== Segment start ==
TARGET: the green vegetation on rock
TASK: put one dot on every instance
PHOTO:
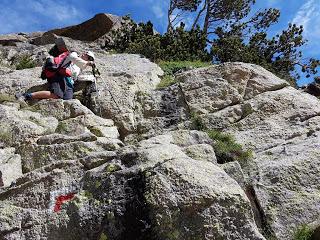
(226, 147)
(170, 68)
(24, 62)
(303, 233)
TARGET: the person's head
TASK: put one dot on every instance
(88, 56)
(61, 45)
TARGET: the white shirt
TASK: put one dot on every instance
(77, 64)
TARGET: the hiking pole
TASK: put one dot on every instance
(96, 74)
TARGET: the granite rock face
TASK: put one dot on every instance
(124, 163)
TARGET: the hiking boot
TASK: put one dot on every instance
(20, 97)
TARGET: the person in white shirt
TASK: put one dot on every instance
(61, 86)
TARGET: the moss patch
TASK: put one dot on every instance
(170, 68)
(303, 233)
(227, 149)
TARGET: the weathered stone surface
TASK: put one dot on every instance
(91, 29)
(18, 126)
(123, 76)
(11, 39)
(197, 200)
(282, 127)
(10, 166)
(214, 88)
(234, 170)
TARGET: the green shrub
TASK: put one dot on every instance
(226, 148)
(178, 44)
(166, 81)
(303, 233)
(24, 62)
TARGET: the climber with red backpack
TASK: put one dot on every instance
(61, 72)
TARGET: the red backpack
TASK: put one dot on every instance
(57, 65)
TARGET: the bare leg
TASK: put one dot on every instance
(43, 95)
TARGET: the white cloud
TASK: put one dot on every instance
(309, 16)
(158, 11)
(305, 14)
(54, 9)
(18, 15)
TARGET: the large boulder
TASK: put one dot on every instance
(279, 123)
(91, 29)
(11, 39)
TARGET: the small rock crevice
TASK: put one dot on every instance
(259, 215)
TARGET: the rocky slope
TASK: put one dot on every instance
(95, 168)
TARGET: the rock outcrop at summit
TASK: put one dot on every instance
(92, 29)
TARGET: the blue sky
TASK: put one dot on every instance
(41, 15)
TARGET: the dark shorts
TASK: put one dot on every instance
(59, 87)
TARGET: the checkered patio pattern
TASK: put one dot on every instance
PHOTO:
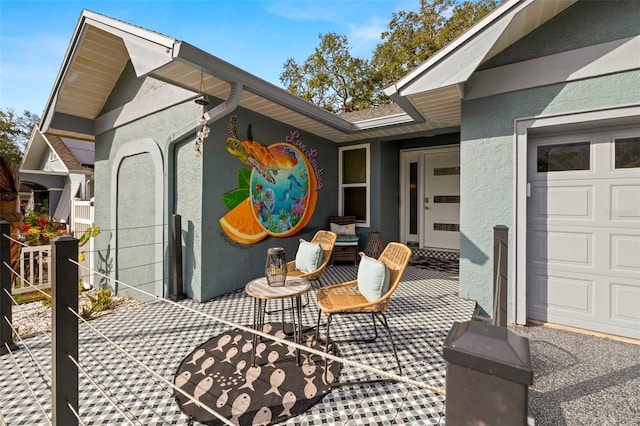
== Segment end ==
Task item >>
Make an exact copy of the lines from the one holding "TARGET: the small rock crevice" through the end of the material, both ends included, and keep the pictures out of it.

Answer to this problem >>
TARGET: the small rock crevice
TASK: put one dot on every instance
(259, 215)
TARGET: the rocky slope
TASK: put one dot on every instance
(95, 168)
TARGET: the rock outcrop at summit
TASK: put one dot on every instance
(92, 29)
TARGET: the blue sky
TASK: put one dot on every instance
(41, 15)
TARGET: the dark shorts
TASK: put one dot on every instance
(59, 87)
TARGET: the checkered patio pattern
TASK: put one dot on every instance
PHOTO:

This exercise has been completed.